**PROBLEM DESCRIPTION**
Please answer these questions about the Wells Fargo merchant services passage below:
1. According to the passage, what is all of the website's content riddled with?
2. Which company acts as the payment processor for Wells Fargo?
3. How much is the early termination fee that Wells Fargo charges?

── PASSAGE ──

Wells Fargo Merchant Services (WFMS) shares the main Wells Fargo website. Unfortunately, I found the site difficult to navigate and generally lacking important information. The whole thing feels like an afterthought, which doesn’t tend to instill confidence. They don’t even have clear descriptions of their products and services, and all of the content is riddled with footnotes. When I’m checking out sales writing, I don’t want to feel like I’m reading a David Foster Wallace novel – but that’s just me.
They also fail to explain that when you sign up for a merchant account through Wells Fargo, you're signing up for an account with First Data. First Data acts as the payment processor for Wells Fargo, and Wells Fargo acts as the acquiring bank. It all sounds pretty confusing, but if you read this article you'll understand it a bit better.
Putting that aside, the most important thing for you to remember is that Wells Fargo and First Data go hand in hand. So chances are you'll at some point have to deal with both companies during the lifespan of your contract. This means that many of the issues we addressed in the out First Data review may also crop up here.
I suggest you read the complaints section below. That's where you'll find the most important info about Wells Fargo – like the fact that they charge a $500 early termination fee, or that they have a tendency to push terminal leases and enhanced billback billing, all of which add up to a not-so-great experience for you. If you plan on getting an account through WF, then I highly recommend you consult us first. We’ll be able to make sure you get the best contract terms possible for your business.

───
── RECORDED DATA ──

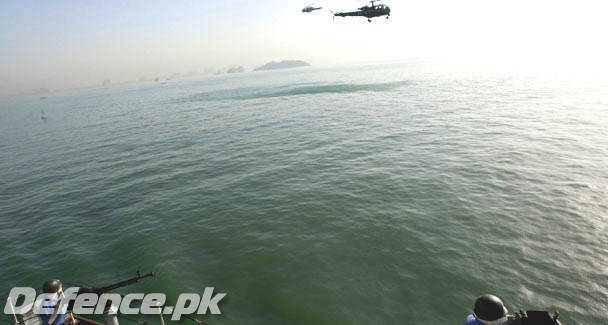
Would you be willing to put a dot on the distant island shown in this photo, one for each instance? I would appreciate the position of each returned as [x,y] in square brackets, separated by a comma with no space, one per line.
[282,65]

───

**ANSWER TO THIS EXERCISE**
1. Footnotes.
2. First Data.
3. $500.